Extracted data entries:
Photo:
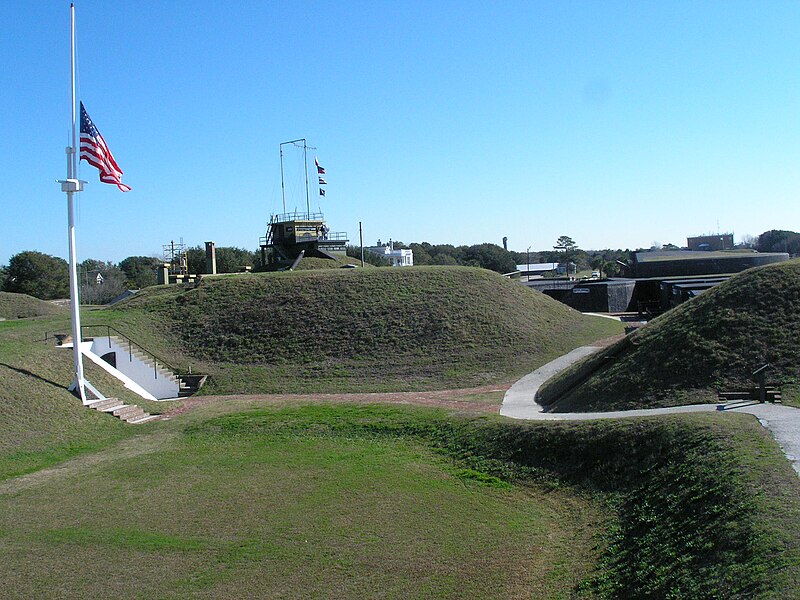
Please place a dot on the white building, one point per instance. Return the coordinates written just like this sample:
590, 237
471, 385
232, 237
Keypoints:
399, 258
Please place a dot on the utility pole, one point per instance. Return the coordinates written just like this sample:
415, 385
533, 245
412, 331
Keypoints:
528, 266
361, 242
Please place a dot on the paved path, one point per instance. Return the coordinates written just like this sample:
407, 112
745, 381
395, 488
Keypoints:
518, 403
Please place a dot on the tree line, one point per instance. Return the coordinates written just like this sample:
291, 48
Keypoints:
47, 277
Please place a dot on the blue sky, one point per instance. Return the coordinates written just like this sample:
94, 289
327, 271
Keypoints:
619, 124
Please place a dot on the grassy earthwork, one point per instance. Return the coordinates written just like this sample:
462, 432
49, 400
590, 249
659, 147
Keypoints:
277, 497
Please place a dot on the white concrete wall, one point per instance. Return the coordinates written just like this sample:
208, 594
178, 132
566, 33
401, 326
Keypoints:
161, 384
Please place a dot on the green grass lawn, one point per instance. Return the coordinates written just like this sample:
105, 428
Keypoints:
21, 306
297, 512
243, 497
246, 498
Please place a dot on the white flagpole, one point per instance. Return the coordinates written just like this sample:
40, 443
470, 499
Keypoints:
71, 186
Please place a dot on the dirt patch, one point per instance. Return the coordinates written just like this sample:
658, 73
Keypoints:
135, 446
478, 399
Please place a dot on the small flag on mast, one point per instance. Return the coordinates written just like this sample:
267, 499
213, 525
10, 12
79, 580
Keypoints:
96, 153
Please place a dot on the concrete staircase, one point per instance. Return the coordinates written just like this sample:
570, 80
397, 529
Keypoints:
187, 385
130, 413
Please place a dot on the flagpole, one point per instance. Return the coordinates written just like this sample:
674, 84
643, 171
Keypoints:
305, 163
71, 186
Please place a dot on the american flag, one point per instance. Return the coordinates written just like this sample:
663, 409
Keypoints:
96, 153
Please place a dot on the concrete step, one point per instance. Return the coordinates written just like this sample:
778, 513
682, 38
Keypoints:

REQUIREMENT: Rewrite the stretch of records from the line containing "Please place a dot on the american" through the end of the records, requests included. Multiply every answer coordinate by 2.45 and round to whole numbers, with halves going up, but leave the sample coordinates in the requests unchanged.

FINAL ANSWER:
Please place a dot on the american flag, one point per instance. Return the coordinates written just like this sample:
663, 409
Keypoints:
235, 375
Please place a dot on the concrete step, one point per instance. Return the coordinates written just like this sample:
778, 513
682, 38
Keypoints:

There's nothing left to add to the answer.